*Exercise directions*
Revise the items starting at the first line and ending at the line containing "Target: green shrub": replace every "instance" with "occurrence", change nothing else, and give back only those lines.

*Extracted entries*

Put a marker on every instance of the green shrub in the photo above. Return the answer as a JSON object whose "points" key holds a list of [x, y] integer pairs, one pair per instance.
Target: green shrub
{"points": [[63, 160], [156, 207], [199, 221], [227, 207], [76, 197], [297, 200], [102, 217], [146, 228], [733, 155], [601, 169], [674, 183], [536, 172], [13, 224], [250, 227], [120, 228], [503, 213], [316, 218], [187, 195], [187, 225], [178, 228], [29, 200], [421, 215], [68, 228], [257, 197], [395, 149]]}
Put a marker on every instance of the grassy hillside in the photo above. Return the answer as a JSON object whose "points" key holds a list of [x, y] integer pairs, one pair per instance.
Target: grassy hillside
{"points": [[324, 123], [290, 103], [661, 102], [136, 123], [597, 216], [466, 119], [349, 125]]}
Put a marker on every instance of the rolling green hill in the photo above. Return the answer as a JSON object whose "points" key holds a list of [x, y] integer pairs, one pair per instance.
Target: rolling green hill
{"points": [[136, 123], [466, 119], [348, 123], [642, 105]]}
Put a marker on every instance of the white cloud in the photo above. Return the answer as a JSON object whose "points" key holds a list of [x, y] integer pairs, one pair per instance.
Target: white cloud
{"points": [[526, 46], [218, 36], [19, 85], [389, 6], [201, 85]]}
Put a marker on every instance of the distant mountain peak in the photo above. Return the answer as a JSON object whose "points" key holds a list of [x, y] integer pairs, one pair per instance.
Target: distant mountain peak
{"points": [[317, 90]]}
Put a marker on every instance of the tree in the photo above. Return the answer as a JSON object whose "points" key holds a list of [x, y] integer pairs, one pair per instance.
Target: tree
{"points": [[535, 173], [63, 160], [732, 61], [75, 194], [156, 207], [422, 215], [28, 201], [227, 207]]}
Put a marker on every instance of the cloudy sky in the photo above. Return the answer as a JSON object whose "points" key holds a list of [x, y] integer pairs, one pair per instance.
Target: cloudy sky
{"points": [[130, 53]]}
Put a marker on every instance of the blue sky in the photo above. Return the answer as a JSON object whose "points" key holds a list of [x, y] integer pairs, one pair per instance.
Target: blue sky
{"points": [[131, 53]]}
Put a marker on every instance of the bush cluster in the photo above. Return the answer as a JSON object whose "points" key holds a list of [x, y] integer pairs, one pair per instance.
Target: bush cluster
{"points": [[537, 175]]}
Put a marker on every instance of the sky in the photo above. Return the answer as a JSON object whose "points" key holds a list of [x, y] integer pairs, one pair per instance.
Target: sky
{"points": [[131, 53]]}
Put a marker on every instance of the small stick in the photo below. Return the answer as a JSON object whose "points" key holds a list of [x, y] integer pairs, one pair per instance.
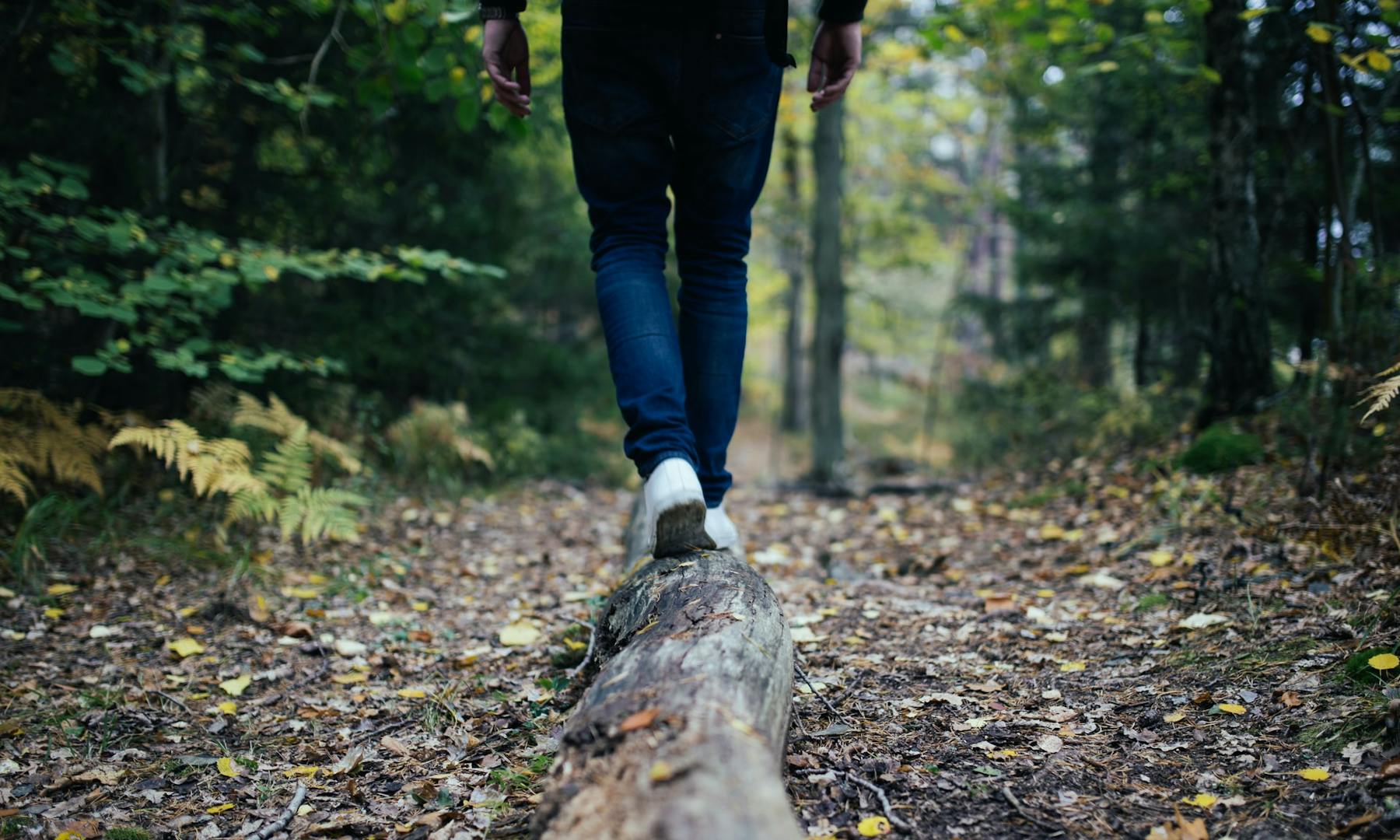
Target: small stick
{"points": [[871, 787], [884, 801], [803, 674], [264, 833], [1021, 810], [588, 656]]}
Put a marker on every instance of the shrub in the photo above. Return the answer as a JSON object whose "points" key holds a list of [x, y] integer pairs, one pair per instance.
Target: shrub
{"points": [[1221, 448]]}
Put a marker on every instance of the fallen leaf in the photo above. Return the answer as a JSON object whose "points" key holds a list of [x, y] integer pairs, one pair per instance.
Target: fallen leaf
{"points": [[236, 688], [1202, 621], [520, 633], [1050, 744], [1384, 661], [185, 647], [639, 720]]}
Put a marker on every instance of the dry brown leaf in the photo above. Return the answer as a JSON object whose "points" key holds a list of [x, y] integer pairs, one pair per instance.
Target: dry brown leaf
{"points": [[639, 720]]}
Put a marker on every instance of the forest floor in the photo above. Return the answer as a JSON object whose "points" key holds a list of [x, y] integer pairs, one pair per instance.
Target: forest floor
{"points": [[1094, 651]]}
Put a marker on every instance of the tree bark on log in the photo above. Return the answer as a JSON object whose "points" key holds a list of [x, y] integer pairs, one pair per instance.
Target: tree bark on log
{"points": [[682, 731]]}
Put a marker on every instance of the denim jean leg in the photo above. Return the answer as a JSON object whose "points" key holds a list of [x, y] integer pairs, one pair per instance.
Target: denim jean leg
{"points": [[723, 157], [615, 105]]}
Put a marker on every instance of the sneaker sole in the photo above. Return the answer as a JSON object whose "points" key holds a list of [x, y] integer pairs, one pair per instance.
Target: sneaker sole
{"points": [[681, 528]]}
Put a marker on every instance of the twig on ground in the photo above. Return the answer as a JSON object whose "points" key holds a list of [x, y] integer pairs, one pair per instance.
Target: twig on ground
{"points": [[818, 695], [1021, 810], [268, 831], [588, 654], [871, 787], [175, 700]]}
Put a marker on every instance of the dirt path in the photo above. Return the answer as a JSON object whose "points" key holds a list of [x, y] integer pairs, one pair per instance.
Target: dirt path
{"points": [[1007, 660]]}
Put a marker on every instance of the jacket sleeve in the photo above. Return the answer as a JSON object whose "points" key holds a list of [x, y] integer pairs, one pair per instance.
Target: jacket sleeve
{"points": [[842, 12]]}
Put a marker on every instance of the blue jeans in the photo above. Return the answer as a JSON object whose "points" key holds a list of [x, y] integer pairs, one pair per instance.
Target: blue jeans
{"points": [[685, 96]]}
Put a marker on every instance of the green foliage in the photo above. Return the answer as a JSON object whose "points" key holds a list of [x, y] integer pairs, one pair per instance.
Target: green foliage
{"points": [[154, 289], [1221, 448]]}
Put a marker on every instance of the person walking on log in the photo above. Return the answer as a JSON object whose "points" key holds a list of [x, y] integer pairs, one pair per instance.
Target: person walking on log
{"points": [[677, 94]]}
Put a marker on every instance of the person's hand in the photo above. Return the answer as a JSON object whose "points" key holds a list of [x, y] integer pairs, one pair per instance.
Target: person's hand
{"points": [[836, 54], [506, 54]]}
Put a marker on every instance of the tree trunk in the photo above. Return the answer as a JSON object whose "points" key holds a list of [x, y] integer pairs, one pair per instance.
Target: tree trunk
{"points": [[1241, 373], [829, 339], [791, 415], [682, 731]]}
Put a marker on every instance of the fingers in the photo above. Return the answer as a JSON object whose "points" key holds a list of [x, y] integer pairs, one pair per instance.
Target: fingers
{"points": [[513, 96], [815, 75], [835, 89]]}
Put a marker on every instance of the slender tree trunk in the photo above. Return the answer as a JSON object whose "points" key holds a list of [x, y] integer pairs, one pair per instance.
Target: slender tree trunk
{"points": [[791, 416], [1241, 373], [1095, 328], [829, 338]]}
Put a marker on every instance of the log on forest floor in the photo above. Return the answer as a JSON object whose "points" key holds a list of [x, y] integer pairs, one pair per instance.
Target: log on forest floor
{"points": [[682, 733]]}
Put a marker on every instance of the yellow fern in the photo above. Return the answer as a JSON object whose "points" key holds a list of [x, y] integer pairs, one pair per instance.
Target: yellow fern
{"points": [[1382, 394], [280, 420], [220, 465], [40, 439]]}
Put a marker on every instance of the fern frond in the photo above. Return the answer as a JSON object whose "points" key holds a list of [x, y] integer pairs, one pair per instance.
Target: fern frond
{"points": [[289, 465], [1381, 395], [13, 481], [280, 420], [317, 513]]}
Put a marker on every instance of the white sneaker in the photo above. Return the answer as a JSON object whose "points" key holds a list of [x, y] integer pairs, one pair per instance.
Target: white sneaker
{"points": [[675, 509], [721, 530]]}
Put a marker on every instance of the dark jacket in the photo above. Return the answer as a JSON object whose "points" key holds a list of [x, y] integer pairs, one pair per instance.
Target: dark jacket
{"points": [[832, 12]]}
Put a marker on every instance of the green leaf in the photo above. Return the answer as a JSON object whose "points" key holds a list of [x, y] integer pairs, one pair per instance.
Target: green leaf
{"points": [[89, 366]]}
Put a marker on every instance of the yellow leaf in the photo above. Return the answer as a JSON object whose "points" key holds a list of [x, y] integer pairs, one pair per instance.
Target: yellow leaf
{"points": [[520, 633], [1319, 33], [185, 647], [234, 688], [1384, 661]]}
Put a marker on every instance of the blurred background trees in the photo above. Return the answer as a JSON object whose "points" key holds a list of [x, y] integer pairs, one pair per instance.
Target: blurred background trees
{"points": [[1036, 229]]}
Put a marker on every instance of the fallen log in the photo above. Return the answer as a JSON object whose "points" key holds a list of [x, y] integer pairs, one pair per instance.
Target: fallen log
{"points": [[682, 731]]}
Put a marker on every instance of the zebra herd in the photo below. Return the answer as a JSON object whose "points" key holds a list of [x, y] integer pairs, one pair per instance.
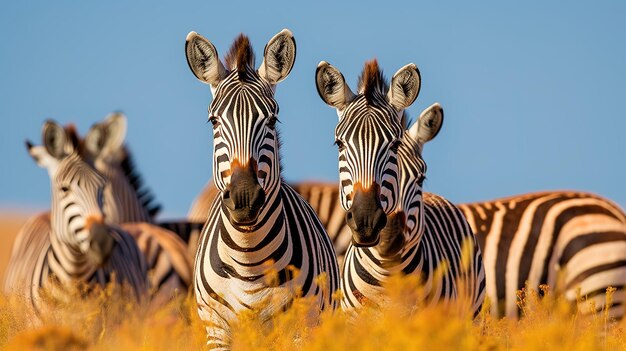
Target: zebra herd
{"points": [[249, 222]]}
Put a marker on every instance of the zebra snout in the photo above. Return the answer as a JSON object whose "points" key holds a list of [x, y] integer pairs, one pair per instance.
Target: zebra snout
{"points": [[102, 242], [392, 236], [366, 217], [243, 197]]}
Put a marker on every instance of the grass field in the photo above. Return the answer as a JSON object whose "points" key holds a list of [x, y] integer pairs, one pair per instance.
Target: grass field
{"points": [[107, 321], [10, 224]]}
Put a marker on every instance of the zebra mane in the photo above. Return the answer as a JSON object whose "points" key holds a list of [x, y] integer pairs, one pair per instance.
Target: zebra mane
{"points": [[144, 194], [240, 56], [72, 135], [372, 82]]}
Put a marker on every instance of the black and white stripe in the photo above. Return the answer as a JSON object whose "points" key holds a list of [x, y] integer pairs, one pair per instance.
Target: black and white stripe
{"points": [[249, 253], [167, 256], [566, 239], [420, 234], [81, 248]]}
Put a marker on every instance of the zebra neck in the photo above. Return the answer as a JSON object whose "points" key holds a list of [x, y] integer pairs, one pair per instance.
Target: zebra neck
{"points": [[68, 263], [253, 245], [122, 203], [415, 236]]}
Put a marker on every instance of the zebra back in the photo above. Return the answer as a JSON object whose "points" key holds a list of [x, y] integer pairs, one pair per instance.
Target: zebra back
{"points": [[78, 247], [258, 225], [567, 240]]}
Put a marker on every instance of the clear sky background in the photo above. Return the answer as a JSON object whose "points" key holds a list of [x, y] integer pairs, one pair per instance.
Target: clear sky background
{"points": [[533, 91]]}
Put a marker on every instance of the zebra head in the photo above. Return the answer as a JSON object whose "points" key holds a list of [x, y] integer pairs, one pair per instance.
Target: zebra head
{"points": [[243, 114], [368, 135], [77, 217], [127, 200], [405, 225]]}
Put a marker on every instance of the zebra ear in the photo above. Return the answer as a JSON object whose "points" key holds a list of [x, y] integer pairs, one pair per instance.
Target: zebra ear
{"points": [[427, 125], [332, 87], [278, 57], [106, 138], [55, 140], [405, 86], [203, 60]]}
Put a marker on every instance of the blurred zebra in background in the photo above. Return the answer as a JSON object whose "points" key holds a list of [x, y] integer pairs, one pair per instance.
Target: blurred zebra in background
{"points": [[80, 247], [127, 204], [394, 229], [564, 239], [258, 223]]}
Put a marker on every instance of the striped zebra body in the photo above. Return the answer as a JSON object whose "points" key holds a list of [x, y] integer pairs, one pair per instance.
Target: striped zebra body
{"points": [[130, 205], [262, 245], [80, 248], [576, 221], [565, 239], [394, 228]]}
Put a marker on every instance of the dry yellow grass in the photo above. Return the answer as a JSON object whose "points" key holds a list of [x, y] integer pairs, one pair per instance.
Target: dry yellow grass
{"points": [[10, 224], [106, 321]]}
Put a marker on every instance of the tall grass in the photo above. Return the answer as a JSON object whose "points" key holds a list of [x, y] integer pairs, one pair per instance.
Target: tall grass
{"points": [[104, 320]]}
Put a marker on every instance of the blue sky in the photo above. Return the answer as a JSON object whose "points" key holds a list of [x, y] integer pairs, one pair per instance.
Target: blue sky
{"points": [[533, 92]]}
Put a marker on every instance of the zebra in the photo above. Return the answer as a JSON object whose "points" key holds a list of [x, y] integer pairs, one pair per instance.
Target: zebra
{"points": [[394, 231], [80, 247], [131, 206], [258, 223], [128, 205], [572, 241], [564, 239], [544, 225]]}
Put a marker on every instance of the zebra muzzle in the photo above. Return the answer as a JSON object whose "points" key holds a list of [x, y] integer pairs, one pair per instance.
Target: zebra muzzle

*Exercise result*
Put a marker on every occurrence of the green shrub in the photo above. Return the answer as a JSON object whose "points" key holds a list of [x, y] integer pairs, one pair per occurrence.
Target: green shrub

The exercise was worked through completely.